T_average = 64.9679 Celcius
Zeta = 140
Epsilon = 20
Mass flow rate = 0.0267 kg/s M_total = 152.35 Gallons.
This isn’t the only good design and we had 49 options to choose from, but this design heated the water closest to 65 Celsius. The other 48 designs had T_out averages between 64 and 66 Celsius. If we were to choose this design, we would choose a parallel collector combination with a azimuth angle of 140 and a surface tilt angle of 20 and a mass flow rate of 0.0267 kg/s. Shown below is the variance of T_avg vs the three parameters: mass, azimuth angle and tilt angle. As we can see that the effect of azimuth angle is negligible on the Average temperature. A small effect is seen when the azimuth angle is between 140 and 240. When the zeta were looked at using the limits that T_avg <66 and T_avg >64, they ranged from 0 to 360, hence proving that the azimuth angle dependance was minimal.
The effect of epsilon or the tilt angle on the other hand was pretty big as seen in the second subplot below. The tilt angles that made the temperature go up to 65 Celsius were only from 0 to 80. The higher values of tilt angles resulted in either low temperatures or even cooling of water. This can be understood by visualizing higher tilt angles which result in the solar collector to look away from the sun and look at the ground and away from it. With no heat input to the collector, the water might cool off, hence being the best way to explain the cooling of water to -30 Celsius at higher tilt angles. The tilt angles from the other 48 options for our answer were between 0 and 80, hence showing the large dependance of exit temperature on the tilt angle.

---*---

_GOAL 1:_ In the solar collector design discussion, retype the passage starting at "This isn’t the" and ending at "dependance was minimal.".
_GOAL 2:_ Write what comes next in the solar collector design discussion, picking up after its final sentence.

Object location annotation data:
---*---

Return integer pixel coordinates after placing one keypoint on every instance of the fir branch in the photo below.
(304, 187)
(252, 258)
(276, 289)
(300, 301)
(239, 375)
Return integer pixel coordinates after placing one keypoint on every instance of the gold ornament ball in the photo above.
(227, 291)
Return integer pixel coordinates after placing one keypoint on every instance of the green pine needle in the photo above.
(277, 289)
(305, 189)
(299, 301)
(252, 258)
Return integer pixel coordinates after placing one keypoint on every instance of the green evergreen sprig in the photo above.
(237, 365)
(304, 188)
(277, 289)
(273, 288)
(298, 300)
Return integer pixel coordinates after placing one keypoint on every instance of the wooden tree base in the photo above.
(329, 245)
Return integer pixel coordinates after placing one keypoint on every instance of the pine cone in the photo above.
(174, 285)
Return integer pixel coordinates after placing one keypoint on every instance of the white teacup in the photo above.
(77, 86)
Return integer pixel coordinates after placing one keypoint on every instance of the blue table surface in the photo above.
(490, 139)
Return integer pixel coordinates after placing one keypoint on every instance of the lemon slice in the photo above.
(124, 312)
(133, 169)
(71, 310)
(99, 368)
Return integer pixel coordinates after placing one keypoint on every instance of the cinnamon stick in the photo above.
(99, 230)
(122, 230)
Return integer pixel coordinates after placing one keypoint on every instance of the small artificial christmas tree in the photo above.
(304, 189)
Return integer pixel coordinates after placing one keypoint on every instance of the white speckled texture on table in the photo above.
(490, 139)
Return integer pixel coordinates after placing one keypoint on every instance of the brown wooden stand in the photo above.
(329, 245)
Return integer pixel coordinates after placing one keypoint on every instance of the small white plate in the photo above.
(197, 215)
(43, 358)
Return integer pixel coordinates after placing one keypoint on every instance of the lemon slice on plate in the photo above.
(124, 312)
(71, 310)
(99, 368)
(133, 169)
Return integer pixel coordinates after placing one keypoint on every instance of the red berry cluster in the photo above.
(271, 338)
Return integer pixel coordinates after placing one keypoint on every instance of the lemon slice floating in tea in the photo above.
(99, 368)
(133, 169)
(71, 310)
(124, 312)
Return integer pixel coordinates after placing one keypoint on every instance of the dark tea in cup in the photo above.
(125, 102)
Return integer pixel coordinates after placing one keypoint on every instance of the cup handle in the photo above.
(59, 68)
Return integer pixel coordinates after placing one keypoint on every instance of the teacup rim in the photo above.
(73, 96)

---*---

_WRITTEN RESPONSE 1:_
This isn’t the only good design and we had 49 options to choose from, but this design heated the water closest to 65 Celsius. The other 48 designs had T_out averages between 64 and 66 Celsius. If we were to choose this design, we would choose a parallel collector combination with a azimuth angle of 140 and a surface tilt angle of 20 and a mass flow rate of 0.0267 kg/s. Shown below is the variance of T_avg vs the three parameters: mass, azimuth angle and tilt angle. As we can see that the effect of azimuth angle is negligible on the Average temperature. A small effect is seen when the azimuth angle is between 140 and 240. When the zeta were looked at using the limits that T_avg <66 and T_avg >64, they ranged from 0 to 360, hence proving that the azimuth angle dependance was minimal.

_WRITTEN RESPONSE 2:_
Figure 4: Subplots of average exit temperature points vs 3 parameters: mass flow rate, tilt angle and azimuth angle for a parallel 3 collector configuration.
For the dependance of Average Exit Temperature on the mass flow rate, that can be seen by the third subplot of the above figure. Higher the mass flow rate, lower the chance of average exit temperature reaching 65 degree celsius. The lower values of mass flow rate only produce 65 Celsius exit temperatures and this can be explained by the transfer of heat per collector being most efficient for smaller masses of water. For our answer and the 48 other options, mass flow rates were between 0.0089 and 0.011. For the three collectors, the total mass of water heated over 6 hours turned out to be 152.35 gallons. This can be calculated by converting kg/s to L/s to Gallons/s to Gallons per 6 hours. For water, 1 kg/s = 1 L/s. Hence we used equation 14 to convert the kg/s to Gallons/6 hrs.
mtotal = min(kg/s) * 3 * 21600(s/6 hrs)/(3.78541 (L/Gallon)) (Eqn 14)
For calculating series system flow parameters: We know that mass flow rate was same per collector and that the T_out for the first collector will be the T_in for the second collector and the T_out of the second collector would be the T_in for the third one. We also need to consider in the effects of changing the surface azimuth angle and the surface tilt angle for the overall system. So we defined a script containing all of our assumed parameters and defined our minimum and maximum mass flow rates. Maximum flow rate choice will be discussed in further detail in part b. Now we defined a nested for loop with a nested for loop to account for the three factors and used the function called task_4 (Appendix IV) for finding the T_out of each collector per second. Using the logic in the first statement of the paragraph, we used three lines of code to figure out our final T_out. After finding the collector mass, azimuth angle and tilt angle dependances, we sought out to look for the T_out closest to 65 Celsius. We calculated the average temperature and then found the min of the difference in the absolute values of T_avg and 65. Using that value of T_avg, we found the zeta, epsilon and mass flow rate of the found T_avg closest to 65 Celsius. Our findings are presented below. The code can be viewed in Appendix V-(ii)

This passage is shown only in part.